Listed records ::
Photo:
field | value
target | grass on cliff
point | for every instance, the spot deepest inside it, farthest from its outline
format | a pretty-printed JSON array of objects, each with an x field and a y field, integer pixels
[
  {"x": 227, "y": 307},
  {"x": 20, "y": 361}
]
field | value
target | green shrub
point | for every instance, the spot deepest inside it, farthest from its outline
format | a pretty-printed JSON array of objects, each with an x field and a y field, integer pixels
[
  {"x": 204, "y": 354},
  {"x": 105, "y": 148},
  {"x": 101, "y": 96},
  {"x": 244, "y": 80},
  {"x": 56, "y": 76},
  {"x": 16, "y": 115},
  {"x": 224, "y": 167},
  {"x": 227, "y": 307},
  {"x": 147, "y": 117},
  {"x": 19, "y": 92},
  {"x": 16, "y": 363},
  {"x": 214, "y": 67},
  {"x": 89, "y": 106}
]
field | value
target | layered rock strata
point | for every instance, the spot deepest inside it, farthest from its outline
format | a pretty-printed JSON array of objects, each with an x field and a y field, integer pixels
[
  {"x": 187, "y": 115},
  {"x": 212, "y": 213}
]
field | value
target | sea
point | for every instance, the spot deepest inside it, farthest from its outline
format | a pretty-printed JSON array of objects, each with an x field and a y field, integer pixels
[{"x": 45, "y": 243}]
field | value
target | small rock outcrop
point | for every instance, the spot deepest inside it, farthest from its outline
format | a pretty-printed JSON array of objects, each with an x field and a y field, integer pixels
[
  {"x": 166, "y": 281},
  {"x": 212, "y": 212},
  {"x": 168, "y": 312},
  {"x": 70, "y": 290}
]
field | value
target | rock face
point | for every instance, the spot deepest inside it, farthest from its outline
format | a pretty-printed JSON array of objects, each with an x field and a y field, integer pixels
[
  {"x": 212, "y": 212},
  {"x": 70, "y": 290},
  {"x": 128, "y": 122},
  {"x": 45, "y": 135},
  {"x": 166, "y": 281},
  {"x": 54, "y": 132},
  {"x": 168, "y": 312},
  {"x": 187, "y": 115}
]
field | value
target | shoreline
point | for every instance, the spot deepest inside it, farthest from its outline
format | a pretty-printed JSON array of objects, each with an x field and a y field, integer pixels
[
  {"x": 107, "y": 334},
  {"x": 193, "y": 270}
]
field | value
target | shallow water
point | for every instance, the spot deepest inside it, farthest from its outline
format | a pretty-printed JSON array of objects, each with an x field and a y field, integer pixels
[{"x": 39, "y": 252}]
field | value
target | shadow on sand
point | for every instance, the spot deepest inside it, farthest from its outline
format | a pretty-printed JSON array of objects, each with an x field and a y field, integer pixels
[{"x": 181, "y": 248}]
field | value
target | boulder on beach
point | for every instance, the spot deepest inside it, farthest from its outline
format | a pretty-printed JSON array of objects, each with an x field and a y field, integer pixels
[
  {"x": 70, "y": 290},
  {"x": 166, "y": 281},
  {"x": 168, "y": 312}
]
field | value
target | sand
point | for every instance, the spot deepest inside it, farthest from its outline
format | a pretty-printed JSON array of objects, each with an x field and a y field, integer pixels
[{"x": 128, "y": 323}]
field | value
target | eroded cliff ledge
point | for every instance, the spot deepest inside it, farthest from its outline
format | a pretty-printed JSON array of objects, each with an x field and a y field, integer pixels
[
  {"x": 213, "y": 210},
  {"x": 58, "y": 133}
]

To do :: Where the string "rock" occurs in the data, return the whole line.

Response below ::
target | layered rock strata
target | small rock outcrop
target | rock face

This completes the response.